## Task to complete
Give every entry again, unchanged, and leave its images out.

## Records from a data collection
::::::
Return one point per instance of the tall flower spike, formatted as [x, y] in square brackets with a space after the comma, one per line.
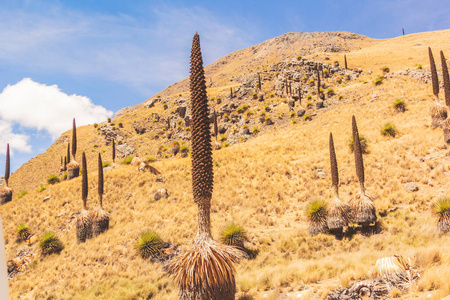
[202, 166]
[434, 78]
[446, 79]
[100, 180]
[358, 153]
[84, 182]
[7, 166]
[74, 139]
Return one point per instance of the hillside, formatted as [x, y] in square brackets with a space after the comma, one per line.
[264, 177]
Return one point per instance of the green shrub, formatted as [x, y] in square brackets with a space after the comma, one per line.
[127, 160]
[184, 149]
[50, 243]
[378, 80]
[399, 105]
[42, 187]
[233, 235]
[22, 193]
[363, 142]
[148, 244]
[330, 92]
[52, 179]
[388, 130]
[23, 231]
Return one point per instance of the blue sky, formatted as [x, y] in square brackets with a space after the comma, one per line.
[87, 59]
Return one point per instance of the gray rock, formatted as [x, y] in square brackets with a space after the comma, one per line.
[124, 150]
[301, 112]
[411, 187]
[161, 193]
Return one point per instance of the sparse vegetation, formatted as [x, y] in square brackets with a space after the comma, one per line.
[23, 231]
[399, 105]
[148, 244]
[50, 243]
[388, 130]
[362, 141]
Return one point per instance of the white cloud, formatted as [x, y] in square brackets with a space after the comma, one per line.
[38, 106]
[144, 53]
[16, 141]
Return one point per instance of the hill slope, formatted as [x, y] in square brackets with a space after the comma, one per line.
[263, 183]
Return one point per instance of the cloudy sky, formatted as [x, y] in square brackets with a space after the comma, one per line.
[87, 59]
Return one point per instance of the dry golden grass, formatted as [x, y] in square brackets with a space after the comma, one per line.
[263, 184]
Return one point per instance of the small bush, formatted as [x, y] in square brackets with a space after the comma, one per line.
[363, 142]
[233, 235]
[184, 149]
[23, 231]
[50, 243]
[388, 130]
[330, 92]
[148, 244]
[22, 193]
[42, 187]
[52, 179]
[400, 105]
[378, 80]
[127, 160]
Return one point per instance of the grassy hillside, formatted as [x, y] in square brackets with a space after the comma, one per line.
[263, 184]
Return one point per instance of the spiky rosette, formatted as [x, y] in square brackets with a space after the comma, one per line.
[100, 221]
[339, 215]
[438, 115]
[202, 167]
[84, 226]
[5, 195]
[441, 210]
[446, 79]
[434, 78]
[316, 212]
[206, 271]
[364, 212]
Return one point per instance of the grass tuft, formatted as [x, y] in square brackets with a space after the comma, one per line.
[148, 244]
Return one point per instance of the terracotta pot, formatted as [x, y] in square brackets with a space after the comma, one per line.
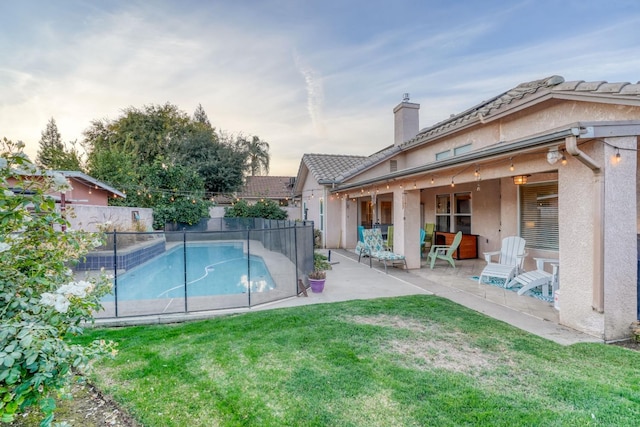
[317, 285]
::::::
## Exercise result
Return one point per instance of the tall flower spike, formatted as [x, y] in square brackets with a space after the comma, one per line.
[202, 166]
[434, 78]
[446, 79]
[100, 180]
[358, 153]
[84, 182]
[7, 166]
[74, 139]
Return one point per instance of the hillside, formatted as [x, y] in square brackets with a space after the comma, one per line.
[264, 177]
Return one point per instance of the green shrub, formatted as [x, y] in square brackets with a space after the comma, one per line.
[127, 160]
[184, 149]
[50, 243]
[378, 80]
[399, 105]
[42, 187]
[233, 235]
[22, 193]
[363, 142]
[148, 244]
[330, 92]
[52, 179]
[388, 130]
[23, 231]
Return one point per instance of the blue sky, formatted as [x, y] in square brackets with a space after the comma, one per line.
[87, 59]
Return one point per instance of the gray rock, formatted as [x, y] in square brackets with a space after the comma, one per line.
[124, 150]
[301, 112]
[411, 187]
[161, 193]
Return one point per instance of the sparse vegetation, formatted as [x, y] in square brackets with a space after the comma, one per line.
[23, 231]
[399, 105]
[148, 244]
[50, 243]
[388, 130]
[362, 141]
Return one point per instance of the white cloud, formatted as [x, y] in square brackets with a space after the comma, one per line.
[38, 106]
[144, 53]
[16, 141]
Return one point per instance of the hill slope, formatted as [x, y] in square brackets with a space after the comma, one per line.
[263, 183]
Return one point per instance of the cloudy sky, formatted as [x, y] in square brackets with a space after the comma, one per line.
[87, 59]
Return one point per instance of the dry golden grass, formatted as [x, y] in square brackets with a space after the comma, one per line.
[263, 184]
Return one point per instance of the small bush, formatted as [x, y] in square brackets with a space after the comma, one per line.
[363, 142]
[233, 235]
[184, 149]
[23, 231]
[50, 243]
[388, 130]
[330, 92]
[148, 244]
[22, 193]
[42, 187]
[52, 179]
[400, 105]
[378, 80]
[127, 160]
Return one point per instance of the grassy hillside, formatted as [x, y] in square brackets with a space after the comma, one per line.
[263, 184]
Return one point per instance of the spiky rosette, formatted as [x, y] in square brackets with a space after the comma, one per line.
[100, 221]
[339, 215]
[438, 115]
[202, 167]
[84, 226]
[5, 195]
[441, 210]
[446, 79]
[434, 78]
[316, 212]
[206, 271]
[364, 212]
Return one point per instance of the grass tuft, formatted as [x, y] in square brackets with a space after the comma, one per line.
[148, 244]
Return one point per instance of the terracotta pot, formatted as [x, y] in square brackets with a space after the comma, one per line.
[317, 285]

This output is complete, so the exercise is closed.